GIVEN DATA

________________________

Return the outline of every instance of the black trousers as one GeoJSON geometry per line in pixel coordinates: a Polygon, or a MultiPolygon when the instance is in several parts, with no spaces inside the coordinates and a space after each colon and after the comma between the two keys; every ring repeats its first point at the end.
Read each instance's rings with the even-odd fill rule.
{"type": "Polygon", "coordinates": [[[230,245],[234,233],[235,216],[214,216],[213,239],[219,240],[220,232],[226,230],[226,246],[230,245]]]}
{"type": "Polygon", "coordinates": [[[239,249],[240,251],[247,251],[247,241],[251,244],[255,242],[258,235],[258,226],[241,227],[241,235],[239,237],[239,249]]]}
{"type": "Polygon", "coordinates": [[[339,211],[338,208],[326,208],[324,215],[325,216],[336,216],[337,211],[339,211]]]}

________________________

AIM OF THE TASK
An exact, complete copy of the records is the expected answer.

ANSWER SPACE
Return the outline of every instance of the black trousers as one GeoJSON geometry per line in pixel coordinates: a Polygon, or a MultiPolygon when the instance is in several parts, with no spaces inside the coordinates and a space after each colon and after the comma between the two keys; every ring repeats its first point at the end.
Read each instance's rings with the even-odd fill rule.
{"type": "Polygon", "coordinates": [[[230,245],[234,233],[235,216],[214,216],[213,239],[219,240],[220,232],[226,230],[226,246],[230,245]]]}
{"type": "Polygon", "coordinates": [[[239,249],[240,251],[247,251],[247,241],[251,244],[255,242],[258,235],[258,226],[241,227],[241,235],[239,237],[239,249]]]}
{"type": "Polygon", "coordinates": [[[339,211],[338,208],[326,208],[324,215],[325,216],[336,216],[337,211],[339,211]]]}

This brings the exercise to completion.